In prior columns, I have been critical of the overall poor performance of the hedge fund industry and the excessive fees raked in by underperforming funds. Over the past five years, the HFRI Fund Weighted Composite Index (a common hedge fund index) has returned 6.5 percent annually. Conversely, the S&P 500 index (a broad measure of stock market performance) has trounced hedge funds by averaging 16.4 percent annually.
Unbelievably, most hedge funds have been unable to achieve the assumed rates of return that pension funds require to remain financially sound. The exorbitant fees collected by underperforming hedge funds have basically served to pull wealth from the pockets of retirees and taxpayers and instead fund the lifestyle of hedge fund managers. Clearly, this wasn’t the result pension plans were expecting when a decade ago they piled into hedge funds.
Now, it appears that more than a few institutions are questioning their hedge fund commitments. The Los Angeles fire and police pension fund got out of hedge funds altogether last year after earning less than a 2 percent return over seven years. Officials noted the hedge fund allocation was just 4 percent of their total portfolio, yet amounted to 17 percent of the pension’s total fees. Pension plans in Ohio and New Jersey have begun to reduce hedge fund allocations. Others are likely to follow.

● **Given records**
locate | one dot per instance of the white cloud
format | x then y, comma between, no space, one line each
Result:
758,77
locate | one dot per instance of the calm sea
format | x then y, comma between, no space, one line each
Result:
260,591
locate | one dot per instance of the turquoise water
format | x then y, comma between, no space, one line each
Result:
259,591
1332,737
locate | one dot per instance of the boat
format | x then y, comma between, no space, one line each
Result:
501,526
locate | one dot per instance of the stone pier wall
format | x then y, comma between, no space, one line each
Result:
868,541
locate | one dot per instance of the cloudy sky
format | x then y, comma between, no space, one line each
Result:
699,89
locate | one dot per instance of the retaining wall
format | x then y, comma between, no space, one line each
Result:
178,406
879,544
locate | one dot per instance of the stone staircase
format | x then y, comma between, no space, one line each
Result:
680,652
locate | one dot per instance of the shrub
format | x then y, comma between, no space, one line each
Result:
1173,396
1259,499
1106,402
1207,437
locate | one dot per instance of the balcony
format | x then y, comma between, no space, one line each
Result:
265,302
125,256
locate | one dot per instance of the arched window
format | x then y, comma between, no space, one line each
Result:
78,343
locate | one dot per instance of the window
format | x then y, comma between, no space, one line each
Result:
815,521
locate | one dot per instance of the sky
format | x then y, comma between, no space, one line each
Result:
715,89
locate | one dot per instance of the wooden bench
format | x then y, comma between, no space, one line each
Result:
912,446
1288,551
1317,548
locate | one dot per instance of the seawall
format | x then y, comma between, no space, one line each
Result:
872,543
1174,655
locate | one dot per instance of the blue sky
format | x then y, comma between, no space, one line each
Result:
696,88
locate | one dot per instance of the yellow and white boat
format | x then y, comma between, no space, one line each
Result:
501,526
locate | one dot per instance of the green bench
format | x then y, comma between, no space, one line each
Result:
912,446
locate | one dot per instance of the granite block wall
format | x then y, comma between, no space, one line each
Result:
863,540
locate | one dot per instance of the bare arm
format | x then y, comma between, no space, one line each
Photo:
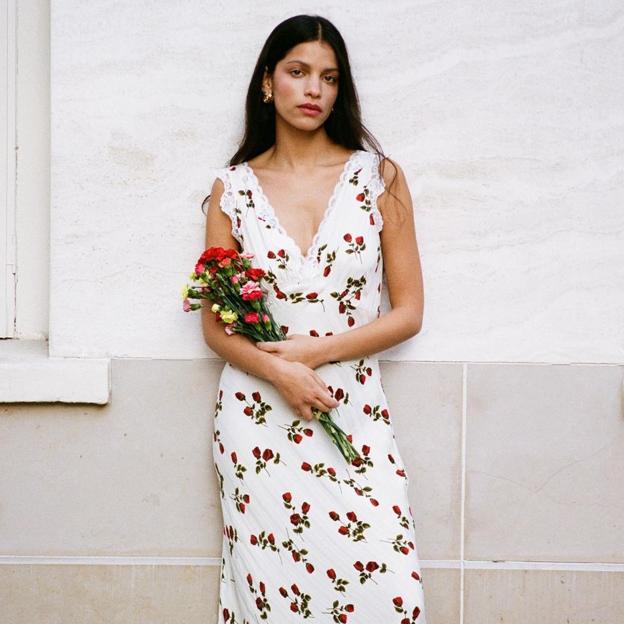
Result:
403,278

● **Work to complete**
Reproduce the section of the hedge fund column that starts at the words "In prior columns, I" and ends after "16.4 percent annually.".

● **Full answer**
In prior columns, I have been critical of the overall poor performance of the hedge fund industry and the excessive fees raked in by underperforming funds. Over the past five years, the HFRI Fund Weighted Composite Index (a common hedge fund index) has returned 6.5 percent annually. Conversely, the S&P 500 index (a broad measure of stock market performance) has trounced hedge funds by averaging 16.4 percent annually.